Picture annotation records
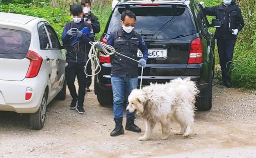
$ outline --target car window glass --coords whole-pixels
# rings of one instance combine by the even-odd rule
[[[31,38],[30,33],[27,32],[0,28],[0,58],[24,59]]]
[[[40,48],[41,49],[50,49],[50,47],[49,43],[49,40],[47,37],[46,31],[44,26],[44,25],[41,25],[38,28]]]
[[[107,28],[108,33],[121,27],[121,15],[125,9],[116,8]],[[196,30],[191,13],[185,7],[136,6],[130,10],[136,15],[135,30],[144,39],[175,39],[193,34]]]
[[[60,49],[60,41],[59,41],[59,39],[58,38],[55,31],[52,27],[48,25],[46,25],[46,27],[51,39],[52,48],[54,49]]]
[[[204,28],[208,28],[208,21],[206,21],[207,20],[206,20],[205,16],[204,16],[204,12],[202,10],[199,6],[196,6],[196,9],[198,10],[198,14],[199,16],[200,19],[201,20],[201,22],[202,22],[202,24],[203,27]]]

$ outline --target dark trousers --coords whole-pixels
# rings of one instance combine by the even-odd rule
[[[86,73],[88,74],[92,74],[92,65],[90,62],[87,65],[87,68],[86,68]],[[89,87],[91,86],[91,84],[92,84],[92,77],[88,76],[86,76],[86,87],[89,88]]]
[[[220,64],[221,67],[223,81],[230,82],[230,65],[234,54],[234,50],[236,39],[217,39],[218,50],[220,57]]]
[[[77,98],[78,104],[81,105],[84,103],[85,96],[86,80],[84,71],[85,65],[69,62],[66,67],[66,78],[70,95],[73,99]],[[79,86],[78,95],[76,93],[74,84],[76,76],[77,76]]]

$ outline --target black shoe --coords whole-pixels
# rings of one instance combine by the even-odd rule
[[[90,88],[89,88],[89,87],[86,87],[85,88],[85,91],[86,92],[91,92],[91,90],[90,89]]]
[[[223,82],[223,84],[224,84],[224,86],[227,88],[230,88],[231,87],[231,84],[229,81],[224,81]]]
[[[116,123],[116,128],[110,133],[110,136],[112,137],[117,136],[124,133],[124,127],[123,127],[123,118],[117,118],[114,119]]]
[[[76,111],[80,114],[85,114],[85,111],[84,111],[84,108],[83,107],[83,105],[82,105],[82,106],[78,105],[76,107]]]
[[[141,129],[134,124],[134,119],[127,119],[125,129],[138,133],[141,132]]]
[[[77,99],[72,99],[72,101],[71,101],[70,106],[69,108],[72,109],[75,109],[77,106]]]

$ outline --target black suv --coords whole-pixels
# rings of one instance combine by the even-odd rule
[[[197,1],[123,0],[114,9],[102,42],[106,43],[110,33],[121,27],[121,14],[126,10],[136,15],[135,30],[149,49],[143,85],[190,77],[201,92],[198,109],[210,109],[215,41],[208,27],[221,27],[222,21],[214,20],[210,25]],[[138,56],[142,57],[139,50]],[[101,104],[111,104],[110,57],[100,54],[99,58],[102,70],[95,76],[95,93]],[[139,68],[139,75],[141,71]]]

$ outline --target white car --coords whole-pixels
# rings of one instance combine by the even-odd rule
[[[65,57],[45,20],[0,13],[0,111],[30,114],[42,129],[46,106],[64,99]]]

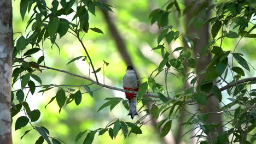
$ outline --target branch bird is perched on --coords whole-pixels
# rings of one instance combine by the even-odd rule
[[[127,67],[126,73],[123,79],[124,89],[127,91],[138,92],[138,82],[137,80],[138,78],[133,70],[132,66],[129,65]],[[129,103],[130,109],[128,116],[131,116],[131,118],[133,119],[135,115],[138,115],[137,113],[137,100],[136,98],[133,99],[136,96],[136,94],[125,93],[125,95]]]

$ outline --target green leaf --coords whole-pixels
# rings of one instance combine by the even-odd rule
[[[102,110],[103,109],[105,108],[106,107],[111,105],[112,103],[113,103],[113,100],[109,100],[108,101],[107,101],[107,103],[104,103],[104,104],[103,104],[101,107],[100,107],[100,108],[98,109],[98,111],[97,111],[97,112],[98,112],[99,111],[100,111],[101,110]]]
[[[161,41],[162,41],[162,40],[166,35],[166,33],[167,33],[167,32],[168,32],[168,29],[165,29],[162,31],[162,32],[161,33],[161,34],[158,36],[158,44],[159,44]]]
[[[30,81],[30,74],[27,73],[26,75],[21,77],[21,88],[24,88]]]
[[[75,61],[78,60],[78,59],[79,59],[80,58],[81,58],[82,57],[84,57],[84,56],[79,56],[79,57],[74,58],[71,61],[70,61],[66,65],[68,65],[68,64],[69,64],[69,63],[71,63],[72,62],[74,62]]]
[[[57,139],[55,138],[53,138],[51,140],[51,141],[53,142],[53,144],[61,144],[61,143]]]
[[[223,52],[223,50],[222,50],[222,47],[217,46],[213,46],[213,47],[212,51],[211,51],[211,53],[214,53],[215,55],[220,54],[222,52]]]
[[[35,126],[34,128],[36,130],[38,131],[40,135],[43,136],[44,139],[45,140],[48,144],[51,144],[51,142],[50,141],[48,136],[47,136],[46,133],[48,132],[48,133],[49,133],[49,131],[47,131],[46,130],[46,129],[43,128],[43,127],[38,127],[36,126]]]
[[[238,16],[234,18],[234,22],[237,25],[242,26],[246,26],[248,25],[248,20],[243,16]]]
[[[20,4],[20,12],[22,21],[24,20],[24,16],[27,11],[27,6],[28,5],[29,0],[21,0]]]
[[[94,136],[96,133],[97,130],[94,130],[91,131],[88,134],[87,134],[87,136],[84,139],[83,144],[91,144],[94,141]]]
[[[166,41],[168,44],[170,44],[173,40],[174,35],[174,32],[173,31],[168,32],[168,34],[166,34]]]
[[[181,47],[177,47],[176,49],[175,49],[175,50],[174,50],[174,51],[172,52],[172,53],[173,53],[177,51],[179,51],[179,50],[183,50],[184,49],[184,47],[183,46],[181,46]]]
[[[91,97],[92,97],[94,95],[93,95],[92,92],[91,90],[91,88],[87,86],[84,86],[83,87],[84,87],[84,88],[85,89],[85,91],[86,91],[90,94]]]
[[[28,115],[28,117],[30,118],[30,120],[31,122],[36,122],[40,117],[40,115],[41,115],[41,113],[40,112],[40,111],[38,110],[34,110],[27,113]]]
[[[169,121],[165,124],[165,126],[164,126],[164,127],[162,128],[162,130],[161,131],[160,136],[164,137],[167,135],[167,134],[168,134],[168,133],[169,133],[170,130],[171,130],[171,127],[172,121]]]
[[[249,65],[248,65],[246,61],[240,55],[237,53],[233,53],[233,56],[235,57],[235,59],[236,61],[243,68],[250,71],[250,68],[249,68]]]
[[[113,140],[113,137],[114,137],[114,135],[113,134],[113,129],[112,128],[110,128],[108,129],[108,135],[111,137],[111,139]]]
[[[36,85],[34,84],[34,82],[31,80],[28,81],[28,87],[30,87],[30,91],[31,92],[32,94],[33,94],[34,93],[34,91],[36,90]]]
[[[141,131],[141,128],[139,128],[139,127],[136,125],[136,124],[130,122],[126,122],[126,124],[129,127],[131,128],[131,133],[136,134],[142,134],[142,131]]]
[[[158,128],[158,129],[159,129],[159,128],[161,127],[161,126],[162,126],[162,125],[167,120],[167,119],[162,119],[162,121],[161,121],[160,122],[158,123],[158,125],[157,125],[157,128]]]
[[[207,96],[203,92],[196,93],[194,95],[195,100],[199,104],[206,105]]]
[[[201,26],[203,23],[203,19],[201,17],[197,17],[194,21],[194,27],[195,28],[196,31],[199,30]]]
[[[212,87],[212,82],[210,81],[204,83],[202,83],[201,85],[201,91],[205,92],[210,92],[211,91],[211,89]]]
[[[15,122],[15,130],[24,127],[30,120],[25,116],[21,116],[17,119]]]
[[[44,137],[43,137],[43,136],[40,136],[37,140],[37,141],[36,141],[36,143],[34,144],[43,144],[44,141]]]
[[[75,136],[75,143],[77,143],[77,142],[78,141],[79,139],[80,139],[80,138],[81,138],[81,137],[84,135],[84,134],[86,133],[88,130],[85,130],[85,131],[83,131],[83,132],[80,132],[77,135],[77,136]]]
[[[57,32],[59,25],[60,21],[58,18],[53,17],[50,19],[50,21],[48,23],[48,32],[51,38],[53,38],[54,35]]]
[[[26,39],[23,35],[21,35],[17,40],[16,43],[16,48],[17,51],[20,52],[20,50],[22,50],[25,48],[26,45]]]
[[[39,48],[32,48],[31,49],[30,49],[30,50],[27,50],[24,53],[24,55],[23,55],[23,56],[25,56],[32,55],[33,53],[36,53],[37,52],[40,51],[40,50],[41,49],[40,49]]]
[[[212,27],[212,36],[213,39],[215,38],[219,29],[222,27],[222,23],[220,21],[216,21]]]
[[[126,138],[128,134],[128,129],[127,128],[127,125],[125,123],[122,121],[120,122],[120,126],[121,127],[121,128],[123,130],[123,134],[124,134],[125,138]]]
[[[26,131],[25,133],[24,133],[24,134],[20,137],[20,140],[22,140],[23,137],[24,137],[24,136],[25,136],[27,133],[28,133],[28,132],[30,131],[30,130],[31,130],[32,129],[30,129],[30,130],[28,130],[27,131]]]
[[[190,58],[189,59],[188,59],[188,66],[190,68],[194,68],[195,65],[195,61],[193,58]]]
[[[117,137],[118,131],[119,131],[120,130],[120,122],[119,120],[117,120],[115,124],[114,124],[114,128],[113,129],[113,134],[114,134],[114,137]]]
[[[56,99],[57,100],[57,103],[60,107],[59,112],[60,112],[61,107],[64,105],[66,101],[66,95],[64,90],[61,89],[57,92],[56,94]]]
[[[41,80],[41,79],[40,79],[40,77],[39,76],[38,76],[36,75],[34,75],[34,74],[31,74],[30,76],[33,79],[34,79],[34,80],[36,80],[37,82],[40,83],[40,85],[42,85],[42,80]]]
[[[40,63],[43,62],[44,60],[44,56],[40,56],[38,60],[37,60],[37,64],[39,64]]]
[[[95,4],[92,1],[88,1],[87,7],[89,11],[94,15],[95,15]]]
[[[106,65],[108,67],[108,64],[109,64],[109,63],[106,62],[105,61],[103,60],[104,63],[106,64]]]
[[[60,39],[64,36],[68,31],[69,23],[65,19],[61,19],[60,21],[60,25],[58,27],[57,33],[60,35]]]
[[[91,31],[95,32],[96,33],[104,34],[103,32],[101,29],[97,28],[97,27],[90,28],[90,29],[91,29]]]
[[[220,103],[222,100],[222,95],[220,90],[219,90],[219,88],[216,86],[216,85],[213,85],[212,87],[212,92],[213,93],[213,94],[215,97],[218,99],[219,102]]]
[[[234,67],[233,68],[232,68],[232,70],[233,70],[234,71],[236,72],[236,73],[237,73],[238,74],[240,75],[242,75],[242,76],[245,76],[245,72],[243,71],[243,70],[241,68],[240,68],[240,67]]]
[[[74,93],[74,99],[77,105],[80,104],[82,101],[82,93],[80,90],[78,90]]]
[[[22,103],[24,100],[24,93],[21,89],[17,91],[16,93],[16,96],[17,97],[17,99],[20,101],[20,103]]]
[[[139,86],[139,89],[138,91],[138,96],[137,97],[137,100],[140,100],[145,94],[147,89],[148,89],[148,83],[145,82]]]
[[[167,98],[162,93],[159,93],[158,96],[159,97],[159,98],[161,99],[161,100],[162,101],[162,102],[166,103],[168,101]]]
[[[91,73],[98,73],[98,71],[100,71],[101,70],[101,68],[100,68],[97,69],[97,70],[96,70],[95,71],[92,71],[92,72],[91,72]]]
[[[128,105],[127,102],[128,102],[128,100],[123,100],[122,103],[124,106],[125,107],[125,109],[126,109],[126,110],[128,111],[129,110],[129,106]]]
[[[104,134],[106,131],[108,131],[108,129],[102,129],[99,132],[98,132],[98,135],[102,135],[103,134]]]
[[[197,77],[194,77],[193,79],[192,79],[192,80],[191,80],[190,84],[191,84],[191,85],[195,84],[197,80]]]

INSTRUCTIONS FOR THE TASK:
Copy these lines from the material without any change, beginning at the line that contains "leaf --coords whole-pixels" and stopping after the line that contains "[[[30,81],[30,74],[27,73],[26,75],[21,77],[21,88],[24,88]]]".

RESULT OF THIS EXERCISE:
$ outline --target green leaf --coords whole-pixels
# rings of one instance combine by the even-odd rule
[[[102,110],[103,109],[105,108],[106,107],[111,105],[112,103],[113,103],[113,100],[109,100],[108,101],[107,101],[107,103],[104,103],[104,104],[103,104],[101,107],[100,107],[100,108],[98,109],[98,111],[97,111],[97,112],[98,112],[99,111],[100,111],[101,110]]]
[[[161,41],[162,41],[162,40],[166,35],[166,33],[167,33],[167,32],[168,32],[168,29],[165,29],[162,31],[162,32],[161,33],[161,34],[158,36],[158,44],[159,44]]]
[[[30,81],[30,74],[27,73],[26,75],[21,77],[21,88],[24,88]]]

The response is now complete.